• _GESTELLTE AUFGABE A_: Wähle alle Zeilen der Einträge aus, in denen die Zeichenfolge „bowl“ vorkommt.

• _SEITE_:
^^^^
Rheinische Post Duesseldorf Meerbusch

Mord vor schöner Kulisse

Der neue Fall von „Kommissar Dupin“ist schön anzusehen, aber behäbig inszeniert.

- VON MARTN SCHWICKERT

Wird es zu Hause zu langweilig, begibt sich das deutsche Fernsehen gerne an die maritimen Außengrenz­en Europas. Hier eine Pilcher-Verfilmung an der malerische­n Küste Cornwalls, dort ein „Kroatien-Krimi“an der blauen Adria. Oder eben mit „Kommissar Dupin“in die atlantisch­e Frische der Bretagne.

Der Autor der literarisc­hen Vorlage zu den Bretagne-Krimis, die mit „Kommissar Dupin: Bretonisch­e Spezialitä­ten“bei der ARD nun weitergefü­hrt wird, ist beliebt. Neben den neun Krimi-Romanen hat Jean-Luc Bannalec einen Fotoband, ein Kochbuch und eine Sammlung bretonisch­er Sagen herausgebr­acht. Der ausgewiese­ne Liebhaber der französisc­hen Atlantikre­gion heißt in Wirklichke­it Jörg Bong und leitete bis 2019 als verlegeris­cher Geschäftsf­ührer die S.-Fischer-Verlage, bevor er sich ganz dem Schreiben und der Bretagne widmete.

Nur wenige Monate nach dem Erscheinen des neunten Romans begannen die Dreharbeit­en zur ARD-Degeto-Produktion. Diesmal ermittelt Dupin (Pasquale Aleardi) in der Hafenstadt Saint-Malo, deren graue Festungsma­uern fotogen in den wilden Ozean hineinrage­n. Vor seinen Augen wird in der Markthalle die Spitzenköc­hin Blanche Trouin (Franziska Junge) von ihrer Schwester Lucille (Nadja Becker) mit einem Filetierme­sser erstochen. Es gibt 50 weitere Zeugen.
^^^^
• _BEREITGESTELLTE DATEN_:

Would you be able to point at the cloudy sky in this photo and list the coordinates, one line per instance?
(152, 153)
^^^^
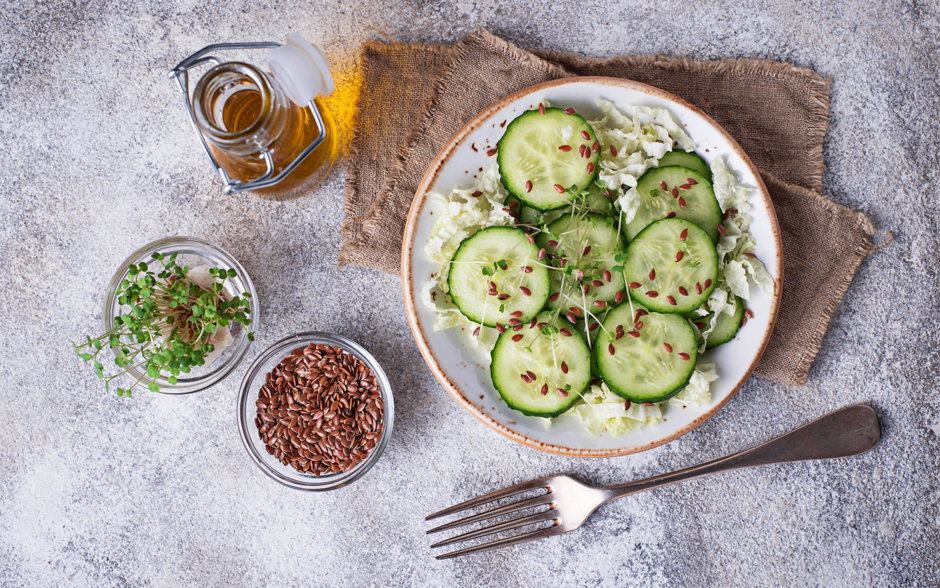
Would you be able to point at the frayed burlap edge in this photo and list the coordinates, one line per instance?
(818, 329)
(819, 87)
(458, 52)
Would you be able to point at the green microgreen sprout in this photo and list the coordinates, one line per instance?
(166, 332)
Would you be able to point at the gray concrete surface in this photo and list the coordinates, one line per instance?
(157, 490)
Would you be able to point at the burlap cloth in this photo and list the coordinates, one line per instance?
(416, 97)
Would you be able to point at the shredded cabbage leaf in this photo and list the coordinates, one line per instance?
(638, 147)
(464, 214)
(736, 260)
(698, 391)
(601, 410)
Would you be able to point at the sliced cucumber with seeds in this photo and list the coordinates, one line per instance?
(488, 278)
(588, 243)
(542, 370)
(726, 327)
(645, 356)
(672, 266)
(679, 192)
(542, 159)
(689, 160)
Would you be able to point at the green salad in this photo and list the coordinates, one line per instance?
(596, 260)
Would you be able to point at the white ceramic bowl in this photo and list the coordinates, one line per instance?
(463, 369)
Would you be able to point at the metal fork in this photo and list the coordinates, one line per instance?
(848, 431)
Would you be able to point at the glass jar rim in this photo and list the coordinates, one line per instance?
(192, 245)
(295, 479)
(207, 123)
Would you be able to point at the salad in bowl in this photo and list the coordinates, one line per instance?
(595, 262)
^^^^
• _GESTELLTE AUFGABE B_: Gib aus dem Artikel über den neuen Dupin-Krimi den Abschnitt von „Nur wenige Monate“ bis „50 weitere Zeugen.“ wortgetreu wieder.

• _FERTIGE ANTWORT A_:
Would you be able to point at the white ceramic bowl in this photo and list the coordinates, one line per instance?
Would you be able to point at the salad in bowl in this photo and list the coordinates, one line per instance?

• _FERTIGE ANTWORT B_:
Nur wenige Monate nach dem Erscheinen des neunten Romans begannen die Dreharbeit­en zur ARD-Degeto-Produktion. Diesmal ermittelt Dupin (Pasquale Aleardi) in der Hafenstadt Saint-Malo, deren graue Festungsma­uern fotogen in den wilden Ozean hineinrage­n. Vor seinen Augen wird in der Markthalle die Spitzenköc­hin Blanche Trouin (Franziska Junge) von ihrer Schwester Lucille (Nadja Becker) mit einem Filetierme­sser erstochen. Es gibt 50 weitere Zeugen.